■ **YOUR OBJECTIVE**: Once you find a line containing the word "segment" in the entries below, copy it.

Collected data
........

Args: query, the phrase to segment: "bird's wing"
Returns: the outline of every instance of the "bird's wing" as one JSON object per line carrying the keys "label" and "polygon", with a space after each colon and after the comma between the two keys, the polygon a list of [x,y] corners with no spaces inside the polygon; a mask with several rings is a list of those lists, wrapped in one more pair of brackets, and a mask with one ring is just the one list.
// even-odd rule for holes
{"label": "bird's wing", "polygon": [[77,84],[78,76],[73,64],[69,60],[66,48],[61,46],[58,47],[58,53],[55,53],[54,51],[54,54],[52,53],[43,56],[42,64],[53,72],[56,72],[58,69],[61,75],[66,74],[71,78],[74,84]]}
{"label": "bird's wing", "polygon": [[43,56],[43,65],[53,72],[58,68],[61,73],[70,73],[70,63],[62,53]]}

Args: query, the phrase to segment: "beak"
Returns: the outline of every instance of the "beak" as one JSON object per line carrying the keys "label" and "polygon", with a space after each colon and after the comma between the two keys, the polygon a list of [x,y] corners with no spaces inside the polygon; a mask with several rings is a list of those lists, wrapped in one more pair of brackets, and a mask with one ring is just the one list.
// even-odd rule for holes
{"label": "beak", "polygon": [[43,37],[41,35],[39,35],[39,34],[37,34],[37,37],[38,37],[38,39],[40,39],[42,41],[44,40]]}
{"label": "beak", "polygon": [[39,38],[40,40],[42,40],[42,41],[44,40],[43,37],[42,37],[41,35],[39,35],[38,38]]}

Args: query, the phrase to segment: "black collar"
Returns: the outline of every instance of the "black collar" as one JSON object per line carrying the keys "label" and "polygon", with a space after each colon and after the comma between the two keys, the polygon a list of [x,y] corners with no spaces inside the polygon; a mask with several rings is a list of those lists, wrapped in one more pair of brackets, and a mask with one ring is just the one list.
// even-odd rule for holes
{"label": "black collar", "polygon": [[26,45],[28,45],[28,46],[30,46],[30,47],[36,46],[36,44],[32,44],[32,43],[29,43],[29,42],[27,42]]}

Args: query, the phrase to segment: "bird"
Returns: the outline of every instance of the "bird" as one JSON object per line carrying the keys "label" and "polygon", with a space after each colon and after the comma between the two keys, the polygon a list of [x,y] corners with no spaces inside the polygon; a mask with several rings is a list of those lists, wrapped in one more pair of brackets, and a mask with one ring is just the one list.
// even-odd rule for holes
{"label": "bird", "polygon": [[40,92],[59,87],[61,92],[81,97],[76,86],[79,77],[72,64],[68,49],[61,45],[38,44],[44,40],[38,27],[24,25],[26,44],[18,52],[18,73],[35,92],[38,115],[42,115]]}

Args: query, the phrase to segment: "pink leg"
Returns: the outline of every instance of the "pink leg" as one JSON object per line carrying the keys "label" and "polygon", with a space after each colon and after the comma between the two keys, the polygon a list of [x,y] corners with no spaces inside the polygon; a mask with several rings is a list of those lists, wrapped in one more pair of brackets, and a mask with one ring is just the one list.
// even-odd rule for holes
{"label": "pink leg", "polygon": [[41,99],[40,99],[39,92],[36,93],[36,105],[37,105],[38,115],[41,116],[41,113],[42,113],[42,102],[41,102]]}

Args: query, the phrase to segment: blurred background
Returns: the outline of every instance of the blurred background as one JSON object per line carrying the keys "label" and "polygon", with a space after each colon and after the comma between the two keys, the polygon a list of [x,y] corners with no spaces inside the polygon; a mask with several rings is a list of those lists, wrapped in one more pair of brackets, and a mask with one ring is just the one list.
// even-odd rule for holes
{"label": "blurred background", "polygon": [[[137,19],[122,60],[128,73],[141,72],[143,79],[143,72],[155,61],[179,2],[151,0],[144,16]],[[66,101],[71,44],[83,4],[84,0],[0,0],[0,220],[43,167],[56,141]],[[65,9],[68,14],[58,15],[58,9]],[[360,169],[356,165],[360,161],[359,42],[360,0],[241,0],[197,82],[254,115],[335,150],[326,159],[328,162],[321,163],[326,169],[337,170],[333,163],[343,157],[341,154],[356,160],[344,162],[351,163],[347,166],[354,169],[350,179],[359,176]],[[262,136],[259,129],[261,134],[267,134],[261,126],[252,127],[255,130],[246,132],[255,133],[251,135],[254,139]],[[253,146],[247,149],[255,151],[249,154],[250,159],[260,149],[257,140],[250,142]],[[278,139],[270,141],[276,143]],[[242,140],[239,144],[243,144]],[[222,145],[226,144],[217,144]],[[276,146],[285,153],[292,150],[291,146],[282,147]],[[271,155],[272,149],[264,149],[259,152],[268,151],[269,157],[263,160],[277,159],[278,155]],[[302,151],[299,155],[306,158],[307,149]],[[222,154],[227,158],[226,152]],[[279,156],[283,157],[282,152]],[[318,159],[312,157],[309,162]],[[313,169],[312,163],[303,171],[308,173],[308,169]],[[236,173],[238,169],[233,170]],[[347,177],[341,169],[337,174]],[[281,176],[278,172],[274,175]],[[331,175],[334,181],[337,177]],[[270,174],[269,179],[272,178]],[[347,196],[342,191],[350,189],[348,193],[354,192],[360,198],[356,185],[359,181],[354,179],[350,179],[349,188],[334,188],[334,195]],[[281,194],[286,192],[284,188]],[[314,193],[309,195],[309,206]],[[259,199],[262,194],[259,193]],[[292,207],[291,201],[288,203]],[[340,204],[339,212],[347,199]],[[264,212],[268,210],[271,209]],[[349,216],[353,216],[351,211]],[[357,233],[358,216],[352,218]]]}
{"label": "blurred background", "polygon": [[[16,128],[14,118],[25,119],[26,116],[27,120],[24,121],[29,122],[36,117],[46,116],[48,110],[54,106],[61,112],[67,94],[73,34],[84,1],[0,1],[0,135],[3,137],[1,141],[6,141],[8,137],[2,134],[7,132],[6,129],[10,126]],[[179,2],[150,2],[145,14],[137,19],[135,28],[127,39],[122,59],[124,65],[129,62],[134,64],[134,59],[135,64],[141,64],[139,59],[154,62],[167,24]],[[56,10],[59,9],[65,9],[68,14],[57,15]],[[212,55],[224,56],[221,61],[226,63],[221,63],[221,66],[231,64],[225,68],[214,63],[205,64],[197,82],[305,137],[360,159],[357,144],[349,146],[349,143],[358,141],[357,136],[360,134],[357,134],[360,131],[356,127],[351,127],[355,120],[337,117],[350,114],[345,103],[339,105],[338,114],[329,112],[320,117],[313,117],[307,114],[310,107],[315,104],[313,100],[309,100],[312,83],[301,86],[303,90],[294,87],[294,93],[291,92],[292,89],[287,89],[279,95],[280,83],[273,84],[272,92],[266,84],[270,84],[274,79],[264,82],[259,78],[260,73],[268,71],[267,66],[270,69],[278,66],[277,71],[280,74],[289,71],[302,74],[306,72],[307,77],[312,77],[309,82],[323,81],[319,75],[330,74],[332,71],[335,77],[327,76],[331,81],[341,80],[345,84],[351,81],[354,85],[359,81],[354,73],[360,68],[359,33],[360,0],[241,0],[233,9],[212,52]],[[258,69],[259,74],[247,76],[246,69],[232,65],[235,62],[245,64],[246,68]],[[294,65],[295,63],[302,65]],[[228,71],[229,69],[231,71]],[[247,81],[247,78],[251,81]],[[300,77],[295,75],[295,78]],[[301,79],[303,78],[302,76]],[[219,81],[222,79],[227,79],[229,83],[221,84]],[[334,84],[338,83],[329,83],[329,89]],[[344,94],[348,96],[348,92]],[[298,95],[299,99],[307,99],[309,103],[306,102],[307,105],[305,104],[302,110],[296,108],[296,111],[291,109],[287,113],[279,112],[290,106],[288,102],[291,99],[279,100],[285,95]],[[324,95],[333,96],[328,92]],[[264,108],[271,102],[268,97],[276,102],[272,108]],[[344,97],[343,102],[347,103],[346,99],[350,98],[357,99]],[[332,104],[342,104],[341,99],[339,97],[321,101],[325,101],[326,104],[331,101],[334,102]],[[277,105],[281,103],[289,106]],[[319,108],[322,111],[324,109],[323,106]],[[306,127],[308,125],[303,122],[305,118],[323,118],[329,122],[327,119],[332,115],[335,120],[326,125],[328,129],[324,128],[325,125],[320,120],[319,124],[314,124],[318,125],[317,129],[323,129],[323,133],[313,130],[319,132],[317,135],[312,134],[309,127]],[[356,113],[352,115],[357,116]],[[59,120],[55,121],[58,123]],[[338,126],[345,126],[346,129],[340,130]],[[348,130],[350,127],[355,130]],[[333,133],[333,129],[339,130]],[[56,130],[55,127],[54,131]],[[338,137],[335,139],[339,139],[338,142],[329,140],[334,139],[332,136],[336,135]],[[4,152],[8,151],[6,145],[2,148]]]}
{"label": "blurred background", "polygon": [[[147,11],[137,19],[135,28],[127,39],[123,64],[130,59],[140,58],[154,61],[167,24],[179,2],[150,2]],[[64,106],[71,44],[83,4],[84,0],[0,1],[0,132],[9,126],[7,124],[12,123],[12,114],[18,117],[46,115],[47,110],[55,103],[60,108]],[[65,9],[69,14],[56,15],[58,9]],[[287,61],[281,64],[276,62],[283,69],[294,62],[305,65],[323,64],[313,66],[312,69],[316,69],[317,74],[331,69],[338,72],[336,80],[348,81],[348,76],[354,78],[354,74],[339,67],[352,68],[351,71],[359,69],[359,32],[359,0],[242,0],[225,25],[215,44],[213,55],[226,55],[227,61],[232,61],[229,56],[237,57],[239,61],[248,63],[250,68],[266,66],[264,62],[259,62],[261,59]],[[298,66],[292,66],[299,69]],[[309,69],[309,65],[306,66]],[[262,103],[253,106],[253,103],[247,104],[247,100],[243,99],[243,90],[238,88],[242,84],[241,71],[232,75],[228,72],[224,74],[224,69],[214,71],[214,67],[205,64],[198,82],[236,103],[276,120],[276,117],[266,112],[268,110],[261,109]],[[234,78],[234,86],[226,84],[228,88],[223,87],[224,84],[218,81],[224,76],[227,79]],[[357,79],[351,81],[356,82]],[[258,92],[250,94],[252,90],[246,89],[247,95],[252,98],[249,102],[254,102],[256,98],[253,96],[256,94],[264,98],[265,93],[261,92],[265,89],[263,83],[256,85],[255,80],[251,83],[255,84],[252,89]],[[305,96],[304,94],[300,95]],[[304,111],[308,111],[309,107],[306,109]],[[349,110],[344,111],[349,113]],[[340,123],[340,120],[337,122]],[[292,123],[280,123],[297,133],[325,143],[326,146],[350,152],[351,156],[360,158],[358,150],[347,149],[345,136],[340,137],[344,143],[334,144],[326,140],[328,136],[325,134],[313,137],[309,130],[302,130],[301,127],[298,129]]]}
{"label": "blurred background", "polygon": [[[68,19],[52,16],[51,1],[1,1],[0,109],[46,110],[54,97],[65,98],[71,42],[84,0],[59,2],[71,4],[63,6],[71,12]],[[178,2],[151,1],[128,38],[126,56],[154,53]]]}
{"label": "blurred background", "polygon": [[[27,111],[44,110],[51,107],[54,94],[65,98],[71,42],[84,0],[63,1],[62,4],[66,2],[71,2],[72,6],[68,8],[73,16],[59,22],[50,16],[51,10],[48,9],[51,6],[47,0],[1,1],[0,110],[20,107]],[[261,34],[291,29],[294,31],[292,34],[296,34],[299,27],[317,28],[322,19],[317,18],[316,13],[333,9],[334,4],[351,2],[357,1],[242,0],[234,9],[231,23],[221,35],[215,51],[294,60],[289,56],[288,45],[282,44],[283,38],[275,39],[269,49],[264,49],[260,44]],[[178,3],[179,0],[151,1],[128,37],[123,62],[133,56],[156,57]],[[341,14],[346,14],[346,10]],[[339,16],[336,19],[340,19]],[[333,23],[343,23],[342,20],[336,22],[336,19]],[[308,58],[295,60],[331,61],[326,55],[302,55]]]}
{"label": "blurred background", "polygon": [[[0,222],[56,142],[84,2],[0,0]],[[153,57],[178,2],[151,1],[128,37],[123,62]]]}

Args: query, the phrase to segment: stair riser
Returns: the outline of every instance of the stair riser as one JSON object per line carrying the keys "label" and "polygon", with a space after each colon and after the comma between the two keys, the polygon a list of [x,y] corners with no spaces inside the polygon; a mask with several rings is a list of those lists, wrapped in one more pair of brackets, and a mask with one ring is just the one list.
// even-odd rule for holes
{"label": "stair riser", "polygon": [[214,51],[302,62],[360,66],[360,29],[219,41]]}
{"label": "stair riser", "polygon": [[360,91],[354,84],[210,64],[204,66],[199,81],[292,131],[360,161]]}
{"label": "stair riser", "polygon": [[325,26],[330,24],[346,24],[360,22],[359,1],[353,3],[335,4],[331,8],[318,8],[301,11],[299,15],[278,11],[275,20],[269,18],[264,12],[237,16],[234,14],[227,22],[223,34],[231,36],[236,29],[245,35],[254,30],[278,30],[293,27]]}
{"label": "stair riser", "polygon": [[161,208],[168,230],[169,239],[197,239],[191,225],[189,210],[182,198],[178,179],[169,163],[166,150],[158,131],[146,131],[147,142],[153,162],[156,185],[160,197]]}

........

■ **OUTPUT OF THE TASK**:
Args: query, the phrase to segment: "bird's wing"
Args: query, the phrase to segment: "beak"
Args: query, the phrase to segment: "black collar"
Args: query, the phrase to segment: "bird"
Args: query, the phrase to segment: "pink leg"
Args: query, the phrase to segment: blurred background
Args: query, the phrase to segment: stair riser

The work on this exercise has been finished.